[Stated task] Write out again the part of the listing below that opens with the line containing "Practice. Identify the drawer" and runs through the end of the listing, keeping every request line as it is. Add 120 to each x and each y coordinate in the answers.

[Items from a data source]
(begin)

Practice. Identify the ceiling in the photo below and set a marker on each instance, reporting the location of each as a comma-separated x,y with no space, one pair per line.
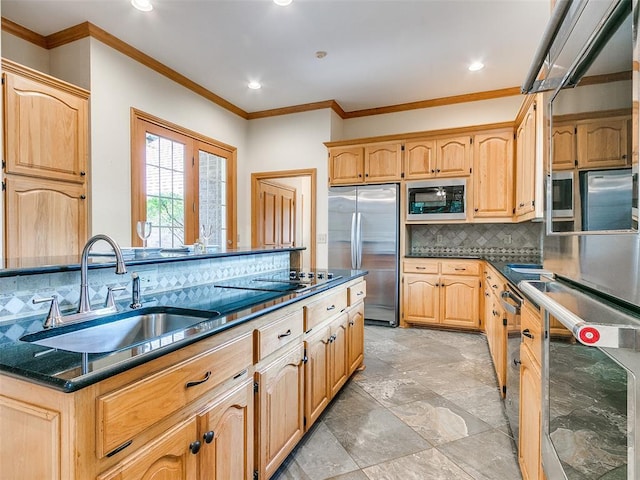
379,52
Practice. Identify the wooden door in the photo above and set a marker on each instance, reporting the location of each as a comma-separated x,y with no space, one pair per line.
459,301
526,163
420,159
339,364
453,156
280,410
276,216
493,174
226,432
44,217
563,147
603,143
168,458
356,337
316,372
346,165
383,163
530,416
420,301
46,126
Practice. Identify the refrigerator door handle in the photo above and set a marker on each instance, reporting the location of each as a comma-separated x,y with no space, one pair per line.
359,239
354,242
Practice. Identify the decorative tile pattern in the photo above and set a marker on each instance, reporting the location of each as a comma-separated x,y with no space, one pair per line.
163,280
496,241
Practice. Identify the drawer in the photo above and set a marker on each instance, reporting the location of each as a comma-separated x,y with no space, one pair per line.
531,329
126,412
324,308
356,293
271,337
420,266
461,267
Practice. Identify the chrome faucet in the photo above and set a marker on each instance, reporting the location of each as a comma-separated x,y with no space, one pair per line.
121,269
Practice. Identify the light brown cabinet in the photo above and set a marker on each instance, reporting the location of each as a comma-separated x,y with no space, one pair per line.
279,409
46,149
441,157
373,163
493,174
446,294
525,178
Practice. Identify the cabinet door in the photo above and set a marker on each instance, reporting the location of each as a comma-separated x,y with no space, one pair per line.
526,163
563,147
420,298
420,159
530,417
280,409
170,457
339,363
493,175
383,163
46,128
316,372
460,298
346,165
45,217
454,156
226,434
356,337
603,143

(end)

[Reply]
Practice. Identify the drawer in the photo above and set a marker on each instance, reporting the location of each as a comma-separated x,y with no space, one pair per line.
651,449
246,532
444,428
476,413
391,457
540,386
581,387
Practice. Identify the chrome faucet in the photo above and set a marker on each instance, reporting the location of each as a comma-separated x,y with no space, one pair per line.
241,389
Practice. Identify the light brown cabinet in the photo above and set a marker on each instance, reporting the location of each as a comma-separated x,y with no space, one pair per line.
399,529
166,269
561,277
493,283
613,294
566,414
645,298
Practice. Identify the cabinet door in the photo above and set a marker on each instance, reporting the location of each as a comma-separated x,y with no space, one pair per line.
646,283
683,267
540,418
540,279
650,537
400,529
290,577
459,483
613,295
503,283
166,248
436,492
580,418
466,285
165,337
574,276
346,554
476,457
723,263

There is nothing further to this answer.